What is expected: Transcribe each line of the material with no alterations.

Records for this task:
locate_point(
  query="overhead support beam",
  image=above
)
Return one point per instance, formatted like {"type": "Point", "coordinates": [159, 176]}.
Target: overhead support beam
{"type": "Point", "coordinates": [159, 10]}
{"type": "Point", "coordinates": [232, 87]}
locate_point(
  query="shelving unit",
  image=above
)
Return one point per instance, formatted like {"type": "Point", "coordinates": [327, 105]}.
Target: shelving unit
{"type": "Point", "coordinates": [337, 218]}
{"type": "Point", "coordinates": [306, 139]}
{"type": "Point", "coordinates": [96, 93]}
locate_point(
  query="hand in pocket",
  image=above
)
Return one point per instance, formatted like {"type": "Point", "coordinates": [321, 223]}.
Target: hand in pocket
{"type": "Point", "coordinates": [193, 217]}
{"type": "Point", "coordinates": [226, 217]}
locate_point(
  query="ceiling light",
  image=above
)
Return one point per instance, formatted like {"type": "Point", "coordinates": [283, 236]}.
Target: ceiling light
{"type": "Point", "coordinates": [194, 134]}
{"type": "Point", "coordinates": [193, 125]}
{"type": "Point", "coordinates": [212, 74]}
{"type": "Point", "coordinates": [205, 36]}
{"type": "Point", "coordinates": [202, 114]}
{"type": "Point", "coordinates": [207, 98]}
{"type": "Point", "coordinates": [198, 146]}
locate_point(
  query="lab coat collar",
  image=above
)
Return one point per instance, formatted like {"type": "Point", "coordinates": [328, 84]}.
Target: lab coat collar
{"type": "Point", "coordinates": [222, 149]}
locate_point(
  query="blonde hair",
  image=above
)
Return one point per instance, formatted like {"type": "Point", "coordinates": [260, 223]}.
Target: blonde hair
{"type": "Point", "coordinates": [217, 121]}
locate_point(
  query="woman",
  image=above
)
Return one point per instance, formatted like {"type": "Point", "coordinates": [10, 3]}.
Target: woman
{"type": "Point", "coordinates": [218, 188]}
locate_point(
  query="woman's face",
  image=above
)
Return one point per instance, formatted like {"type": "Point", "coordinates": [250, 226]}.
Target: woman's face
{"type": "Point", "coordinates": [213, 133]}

Exercise solution:
locate_point(
  query="overhead support beam",
  image=above
)
Return one point per instance, formatted like {"type": "Point", "coordinates": [159, 176]}.
Target: overhead support beam
{"type": "Point", "coordinates": [159, 10]}
{"type": "Point", "coordinates": [232, 87]}
locate_point(
  query="shelving unit",
  image=above
)
Return one point per instance, formatted like {"type": "Point", "coordinates": [327, 105]}.
Target: shelving unit
{"type": "Point", "coordinates": [337, 218]}
{"type": "Point", "coordinates": [306, 139]}
{"type": "Point", "coordinates": [96, 93]}
locate_point(
  query="hand in pocket",
  image=above
)
Return one point per instance, formatted like {"type": "Point", "coordinates": [321, 223]}.
Target: hand in pocket
{"type": "Point", "coordinates": [193, 217]}
{"type": "Point", "coordinates": [226, 217]}
locate_point(
  query="ceiling light",
  image=above
)
Return one point per instance, formatted like {"type": "Point", "coordinates": [283, 236]}.
Target: ceiling light
{"type": "Point", "coordinates": [194, 134]}
{"type": "Point", "coordinates": [193, 125]}
{"type": "Point", "coordinates": [212, 74]}
{"type": "Point", "coordinates": [205, 36]}
{"type": "Point", "coordinates": [202, 114]}
{"type": "Point", "coordinates": [207, 98]}
{"type": "Point", "coordinates": [198, 146]}
locate_point(
  query="lab coat collar",
  image=above
)
Return one point per instance, formatted like {"type": "Point", "coordinates": [328, 84]}.
Target: lab coat collar
{"type": "Point", "coordinates": [222, 149]}
locate_point(
  query="blonde hair",
  image=above
)
Return one point per instance, formatted like {"type": "Point", "coordinates": [260, 223]}.
Target: blonde hair
{"type": "Point", "coordinates": [217, 121]}
locate_point(
  query="woman",
  image=above
)
Return one point per instance, formatted like {"type": "Point", "coordinates": [10, 3]}.
Target: woman
{"type": "Point", "coordinates": [218, 188]}
locate_point(
  query="woman's face",
  image=above
)
Return one point per instance, formatted like {"type": "Point", "coordinates": [250, 226]}.
Target: woman's face
{"type": "Point", "coordinates": [213, 133]}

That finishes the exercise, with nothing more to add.